■ Task requirements ■
Copy every record below character for character, leaving the pictures out of your answer.

■ Input material ■

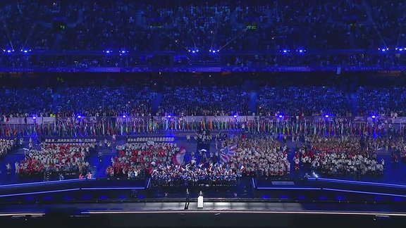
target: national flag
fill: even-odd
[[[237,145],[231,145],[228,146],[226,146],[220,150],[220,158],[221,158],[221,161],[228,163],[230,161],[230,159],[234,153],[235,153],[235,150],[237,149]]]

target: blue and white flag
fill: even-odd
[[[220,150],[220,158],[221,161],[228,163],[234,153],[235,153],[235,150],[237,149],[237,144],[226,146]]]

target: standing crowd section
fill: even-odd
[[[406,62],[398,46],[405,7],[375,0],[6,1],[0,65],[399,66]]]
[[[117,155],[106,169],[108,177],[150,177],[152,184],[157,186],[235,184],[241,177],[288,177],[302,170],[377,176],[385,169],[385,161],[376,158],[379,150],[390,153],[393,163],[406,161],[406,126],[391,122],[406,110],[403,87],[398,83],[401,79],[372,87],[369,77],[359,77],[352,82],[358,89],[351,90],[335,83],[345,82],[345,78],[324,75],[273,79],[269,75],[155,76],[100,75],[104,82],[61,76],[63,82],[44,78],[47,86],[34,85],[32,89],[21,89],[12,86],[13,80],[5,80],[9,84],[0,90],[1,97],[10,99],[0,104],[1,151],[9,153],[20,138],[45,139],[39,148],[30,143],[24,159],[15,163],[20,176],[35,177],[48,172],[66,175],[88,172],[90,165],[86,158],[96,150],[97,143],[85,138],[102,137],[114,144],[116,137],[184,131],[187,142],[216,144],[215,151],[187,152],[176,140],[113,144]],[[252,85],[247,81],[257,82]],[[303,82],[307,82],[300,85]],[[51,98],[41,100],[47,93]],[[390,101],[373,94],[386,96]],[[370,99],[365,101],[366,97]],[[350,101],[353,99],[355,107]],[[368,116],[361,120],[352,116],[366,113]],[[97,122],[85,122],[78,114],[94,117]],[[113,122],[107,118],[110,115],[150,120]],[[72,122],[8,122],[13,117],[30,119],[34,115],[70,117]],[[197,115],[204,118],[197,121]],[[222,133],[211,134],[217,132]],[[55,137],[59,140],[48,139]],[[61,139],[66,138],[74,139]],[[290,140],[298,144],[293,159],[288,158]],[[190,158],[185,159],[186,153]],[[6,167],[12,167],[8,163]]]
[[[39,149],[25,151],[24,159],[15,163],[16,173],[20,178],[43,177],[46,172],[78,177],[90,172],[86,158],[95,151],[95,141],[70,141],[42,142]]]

■ Response for this exercise ■
target: national flag
fill: even-odd
[[[237,145],[231,145],[228,146],[226,146],[220,150],[220,158],[221,158],[221,161],[228,163],[230,161],[230,159],[234,153],[235,153],[235,150],[237,149]]]

target: blue and white flag
fill: even-odd
[[[220,150],[220,158],[221,161],[228,163],[234,153],[235,153],[235,150],[237,149],[237,144],[226,146]]]

target: standing crowd section
fill: even-odd
[[[406,62],[398,46],[405,7],[375,0],[6,1],[0,65],[399,66]]]
[[[117,155],[106,169],[108,177],[150,177],[152,184],[157,186],[235,184],[241,177],[288,177],[302,170],[377,176],[385,169],[385,161],[376,158],[379,150],[390,153],[393,163],[406,161],[406,126],[391,122],[406,110],[403,87],[398,83],[401,79],[372,87],[369,77],[359,77],[352,82],[358,89],[351,90],[335,83],[345,82],[345,78],[324,75],[273,79],[269,75],[155,76],[100,75],[104,82],[61,76],[63,82],[44,78],[47,86],[34,85],[32,89],[21,89],[12,86],[13,80],[5,80],[9,84],[0,90],[1,97],[10,99],[0,104],[1,151],[9,153],[20,138],[45,139],[39,148],[30,143],[24,159],[15,163],[20,176],[35,177],[48,172],[66,175],[88,172],[90,165],[86,158],[96,150],[97,143],[85,138],[102,137],[114,144],[116,137],[184,131],[187,142],[216,144],[215,151],[187,152],[176,140],[113,144]],[[252,85],[247,81],[257,82]],[[303,82],[307,82],[300,85]],[[51,98],[41,100],[47,93]],[[390,101],[373,94],[386,96]],[[370,99],[365,101],[366,97]],[[350,101],[353,99],[355,107]],[[368,116],[361,120],[352,116],[366,113]],[[97,122],[85,122],[78,114],[94,117]],[[113,122],[107,118],[110,115],[150,120]],[[72,122],[8,122],[13,117],[30,119],[34,115],[70,117]],[[197,115],[204,118],[197,121]],[[222,133],[211,134],[217,132]],[[55,137],[59,140],[48,139]],[[61,139],[66,138],[74,139]],[[290,140],[298,144],[293,159],[288,158]],[[190,158],[185,159],[186,153]],[[6,167],[12,167],[8,163]]]
[[[39,149],[25,151],[24,159],[15,163],[16,173],[20,178],[43,177],[46,172],[78,177],[90,172],[86,158],[95,151],[95,141],[70,141],[42,142]]]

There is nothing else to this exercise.